## [What to do]
Please reproduce all of the data exactly as it appears, but skip the pictures.

## [Given records]
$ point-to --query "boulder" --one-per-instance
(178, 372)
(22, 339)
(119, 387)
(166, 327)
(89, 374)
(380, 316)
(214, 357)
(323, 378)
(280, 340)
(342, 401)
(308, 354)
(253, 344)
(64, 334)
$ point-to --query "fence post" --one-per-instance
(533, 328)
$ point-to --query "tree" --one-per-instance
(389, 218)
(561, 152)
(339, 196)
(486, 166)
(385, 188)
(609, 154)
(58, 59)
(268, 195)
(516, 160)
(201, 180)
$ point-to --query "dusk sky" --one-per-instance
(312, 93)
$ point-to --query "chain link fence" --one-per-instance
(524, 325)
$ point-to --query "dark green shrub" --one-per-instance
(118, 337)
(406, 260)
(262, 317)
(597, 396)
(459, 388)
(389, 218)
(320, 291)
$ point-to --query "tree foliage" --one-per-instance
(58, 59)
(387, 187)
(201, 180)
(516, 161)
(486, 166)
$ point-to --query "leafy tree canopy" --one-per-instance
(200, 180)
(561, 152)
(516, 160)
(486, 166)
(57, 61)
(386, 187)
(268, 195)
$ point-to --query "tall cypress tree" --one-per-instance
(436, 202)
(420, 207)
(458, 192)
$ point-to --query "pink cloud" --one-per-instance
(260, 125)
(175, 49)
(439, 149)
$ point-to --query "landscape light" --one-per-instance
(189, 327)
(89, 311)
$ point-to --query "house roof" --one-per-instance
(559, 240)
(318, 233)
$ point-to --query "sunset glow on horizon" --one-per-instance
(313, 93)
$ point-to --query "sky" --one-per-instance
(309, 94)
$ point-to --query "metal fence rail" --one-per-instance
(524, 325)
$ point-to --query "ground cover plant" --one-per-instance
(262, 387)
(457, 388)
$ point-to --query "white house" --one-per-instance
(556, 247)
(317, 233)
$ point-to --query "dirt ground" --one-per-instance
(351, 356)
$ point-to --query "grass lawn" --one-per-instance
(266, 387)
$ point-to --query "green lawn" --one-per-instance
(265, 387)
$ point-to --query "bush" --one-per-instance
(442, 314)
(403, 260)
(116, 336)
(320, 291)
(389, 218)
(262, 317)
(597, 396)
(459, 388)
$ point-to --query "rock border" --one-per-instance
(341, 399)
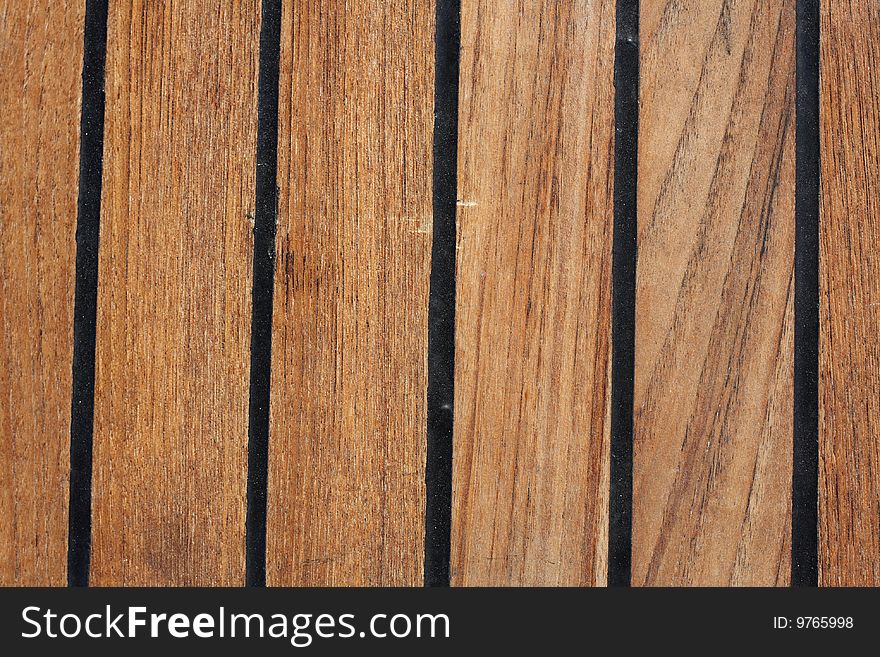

## [Response area]
$ point-to --query "boulder" --one-per-instance
(178, 372)
(22, 339)
(119, 387)
(166, 327)
(89, 374)
(380, 316)
(214, 357)
(323, 378)
(280, 340)
(342, 401)
(308, 354)
(253, 344)
(64, 334)
$ point-to --query "fence post" --one-per-instance
(533, 328)
$ point-to --query "tree" --one-per-instance
(389, 218)
(561, 152)
(339, 196)
(486, 166)
(385, 188)
(609, 154)
(58, 59)
(268, 195)
(516, 160)
(201, 180)
$ point-to --query "dusk sky" --one-per-instance
(312, 93)
$ point-to --query "chain link fence" --one-per-instance
(524, 325)
$ point-to --query "dark green shrub" --one-per-instance
(118, 337)
(406, 260)
(262, 317)
(597, 396)
(459, 388)
(389, 218)
(320, 291)
$ point-to --query "tree foliage" --one-per-instance
(58, 59)
(387, 187)
(201, 180)
(516, 161)
(486, 166)
$ point-to --query "leafy tree canopy" --one-per-instance
(200, 180)
(561, 152)
(516, 160)
(486, 166)
(57, 61)
(386, 187)
(268, 195)
$ point-to --query "tall cypress tree" --one-per-instance
(436, 202)
(420, 207)
(458, 192)
$ point-to --query "pink cloud" --one-per-instance
(260, 125)
(175, 49)
(439, 149)
$ point-to --query "landscape light" --one-per-instance
(189, 327)
(89, 311)
$ point-to --query "house roof" --one-per-instance
(559, 240)
(318, 233)
$ point-to --query "sunset glow on horizon" --one-per-instance
(313, 93)
$ point-to --query "sky" --one-per-instance
(309, 94)
$ point-to --query "metal fence rail" --one-per-instance
(524, 325)
$ point-to --query "ground cover plant" --one-per-instance
(262, 387)
(457, 388)
$ point-to --query "white house" --one-per-instance
(556, 247)
(317, 233)
$ point-to --query "dirt ground" --one-per-instance
(351, 356)
$ point-to --query "grass lawn" --one-per-instance
(266, 387)
$ point-to --query "green lawn" --one-per-instance
(265, 387)
$ point-to --query "bush" --one-per-instance
(442, 314)
(403, 260)
(116, 336)
(320, 291)
(389, 218)
(262, 317)
(597, 396)
(459, 388)
$ point-to --query "rock border" --one-per-instance
(341, 399)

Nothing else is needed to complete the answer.